Quoted passage:
§

Calgary, Alberta, Canada T2P 1G1
| 2. | Date of Material Change |
November 8, 2023
A news release reporting the material change was disseminated
through the services of Globe Newswire and filed on SEDAR+ and EDGAR on November 8, 2023.
| 4. | Summary of Material Change |
On November 8, 2023, Precision
announced that it completed its acquisition of CWC Energy Services Corp. (“CWC”). The total consideration for CWC included
947,807 Precision common shares, approximately $14 million in cash, plus the assumption of CWC’s net debt of approximately $38 million,
excluding transaction costs. The total transaction value for CWC was approximately $127 million on November 7, 2023.
| 5.1 | Full Disclosure of Material Change |
Effective November 8, 2023, Precision
completed its acquisition of CWC. The total consideration for CWC included 947,807 common shares of Precision
(the “Precision Shares”), approximately $14 million in cash, plus the assumption of CWC’s net debt of approximately
$38 million, excluding transaction costs. The total transaction value for CWC was approximately $127 million on November 7, 2023.

§

Given entries:
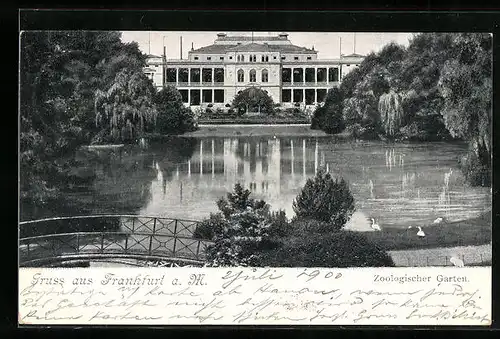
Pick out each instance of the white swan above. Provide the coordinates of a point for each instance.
(420, 233)
(438, 220)
(375, 226)
(457, 262)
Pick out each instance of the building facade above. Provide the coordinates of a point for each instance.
(214, 74)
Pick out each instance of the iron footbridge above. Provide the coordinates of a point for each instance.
(63, 241)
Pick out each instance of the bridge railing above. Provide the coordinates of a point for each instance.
(109, 235)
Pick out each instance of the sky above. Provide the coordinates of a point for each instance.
(327, 44)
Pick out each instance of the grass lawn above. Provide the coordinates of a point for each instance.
(470, 232)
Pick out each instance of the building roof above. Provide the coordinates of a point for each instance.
(252, 47)
(249, 38)
(353, 55)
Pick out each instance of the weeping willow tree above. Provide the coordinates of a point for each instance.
(391, 112)
(126, 109)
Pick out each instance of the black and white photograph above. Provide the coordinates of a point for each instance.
(255, 149)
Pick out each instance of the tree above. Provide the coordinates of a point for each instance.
(173, 117)
(466, 86)
(329, 117)
(126, 108)
(60, 72)
(325, 199)
(241, 232)
(253, 99)
(391, 111)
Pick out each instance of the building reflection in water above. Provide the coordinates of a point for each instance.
(266, 166)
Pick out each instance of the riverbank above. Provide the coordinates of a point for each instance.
(282, 130)
(471, 232)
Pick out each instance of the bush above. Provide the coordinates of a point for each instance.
(338, 249)
(209, 227)
(173, 117)
(476, 173)
(279, 225)
(305, 227)
(325, 199)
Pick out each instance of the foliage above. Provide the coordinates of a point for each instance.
(241, 232)
(208, 228)
(334, 249)
(466, 86)
(391, 112)
(329, 116)
(253, 100)
(126, 108)
(325, 199)
(60, 73)
(173, 117)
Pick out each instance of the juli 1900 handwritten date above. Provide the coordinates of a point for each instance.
(255, 296)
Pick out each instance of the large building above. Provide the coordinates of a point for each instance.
(214, 74)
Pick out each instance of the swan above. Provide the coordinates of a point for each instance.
(438, 220)
(375, 226)
(420, 233)
(457, 262)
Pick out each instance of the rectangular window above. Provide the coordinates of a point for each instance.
(219, 75)
(321, 74)
(207, 74)
(195, 97)
(309, 96)
(309, 74)
(195, 75)
(333, 74)
(184, 95)
(298, 95)
(183, 74)
(321, 95)
(286, 95)
(218, 95)
(171, 75)
(286, 75)
(207, 95)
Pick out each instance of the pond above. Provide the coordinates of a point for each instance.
(397, 184)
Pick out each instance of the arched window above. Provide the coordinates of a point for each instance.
(241, 75)
(253, 75)
(265, 75)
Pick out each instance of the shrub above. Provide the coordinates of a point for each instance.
(209, 227)
(338, 249)
(242, 241)
(242, 231)
(476, 173)
(239, 200)
(304, 227)
(279, 225)
(173, 117)
(325, 199)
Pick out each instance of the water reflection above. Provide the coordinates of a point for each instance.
(398, 185)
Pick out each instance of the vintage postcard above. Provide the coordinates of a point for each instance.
(251, 178)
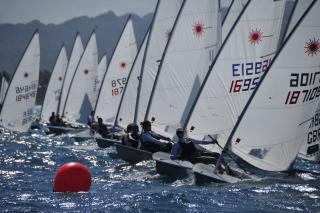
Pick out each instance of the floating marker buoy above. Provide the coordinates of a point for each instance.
(72, 177)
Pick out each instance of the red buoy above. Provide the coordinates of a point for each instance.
(72, 177)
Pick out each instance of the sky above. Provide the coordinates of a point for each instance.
(58, 11)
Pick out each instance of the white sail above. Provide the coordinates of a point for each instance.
(3, 90)
(128, 104)
(165, 15)
(300, 8)
(277, 119)
(52, 97)
(234, 10)
(75, 56)
(17, 109)
(310, 148)
(102, 68)
(81, 96)
(191, 49)
(115, 78)
(244, 57)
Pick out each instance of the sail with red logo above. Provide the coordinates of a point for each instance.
(17, 109)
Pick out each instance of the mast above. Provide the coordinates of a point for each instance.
(104, 76)
(63, 112)
(258, 86)
(56, 61)
(24, 52)
(211, 66)
(143, 63)
(129, 76)
(161, 61)
(64, 77)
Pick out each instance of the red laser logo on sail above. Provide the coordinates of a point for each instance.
(168, 33)
(123, 65)
(312, 47)
(255, 36)
(198, 29)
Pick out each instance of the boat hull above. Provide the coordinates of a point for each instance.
(166, 166)
(131, 154)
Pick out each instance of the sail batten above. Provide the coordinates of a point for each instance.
(17, 109)
(53, 92)
(272, 142)
(190, 50)
(115, 78)
(81, 97)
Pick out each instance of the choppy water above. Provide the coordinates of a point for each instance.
(28, 163)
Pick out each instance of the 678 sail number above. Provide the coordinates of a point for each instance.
(118, 86)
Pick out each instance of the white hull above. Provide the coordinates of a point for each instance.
(166, 166)
(131, 154)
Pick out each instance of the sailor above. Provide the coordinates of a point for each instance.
(132, 136)
(52, 118)
(186, 148)
(59, 121)
(91, 120)
(102, 128)
(151, 140)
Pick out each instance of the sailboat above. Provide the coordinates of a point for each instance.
(102, 68)
(87, 134)
(271, 23)
(75, 56)
(17, 109)
(195, 38)
(81, 98)
(275, 121)
(160, 31)
(164, 17)
(126, 111)
(115, 78)
(3, 89)
(74, 59)
(310, 149)
(52, 96)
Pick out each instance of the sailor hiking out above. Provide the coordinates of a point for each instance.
(151, 141)
(186, 148)
(132, 136)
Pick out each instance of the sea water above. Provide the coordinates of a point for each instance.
(29, 161)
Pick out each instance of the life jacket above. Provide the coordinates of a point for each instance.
(134, 140)
(151, 147)
(187, 149)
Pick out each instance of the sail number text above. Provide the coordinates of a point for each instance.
(117, 86)
(303, 80)
(249, 74)
(26, 92)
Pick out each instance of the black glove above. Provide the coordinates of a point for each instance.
(214, 142)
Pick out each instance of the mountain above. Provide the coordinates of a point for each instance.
(108, 26)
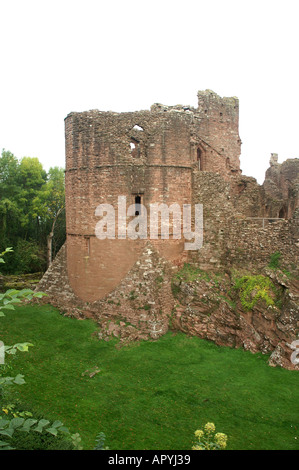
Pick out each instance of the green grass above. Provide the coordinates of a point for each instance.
(150, 395)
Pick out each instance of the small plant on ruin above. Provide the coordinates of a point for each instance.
(251, 289)
(208, 439)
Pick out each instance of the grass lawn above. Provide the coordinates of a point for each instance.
(149, 395)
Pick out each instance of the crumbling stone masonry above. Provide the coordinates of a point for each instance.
(168, 154)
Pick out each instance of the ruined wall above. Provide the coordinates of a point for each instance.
(237, 232)
(149, 155)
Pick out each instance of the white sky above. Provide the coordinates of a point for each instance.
(125, 55)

§

Exercises:
a. From the material change report, quote the passage between "Calgary, Alberta, Canada" and "November 8, 2023.", inclusive.
b. Answer these questions from the material change report:
(i) Through which service was the news release disseminated?
(ii) How many Precision common shares were part of the total consideration for CWC?
(iii) What was the approximate total transaction value for CWC on November 7, 2023?

Results:
a.
Calgary, Alberta, Canada T2P 1G1
| 2. | Date of Material Change |
November 8, 2023
A news release reporting the material change was disseminated
through the services of Globe Newswire and filed on SEDAR+ and EDGAR on November 8, 2023.

b.
(i) Globe Newswire
(ii) 947,807
(iii) Approximately $127 million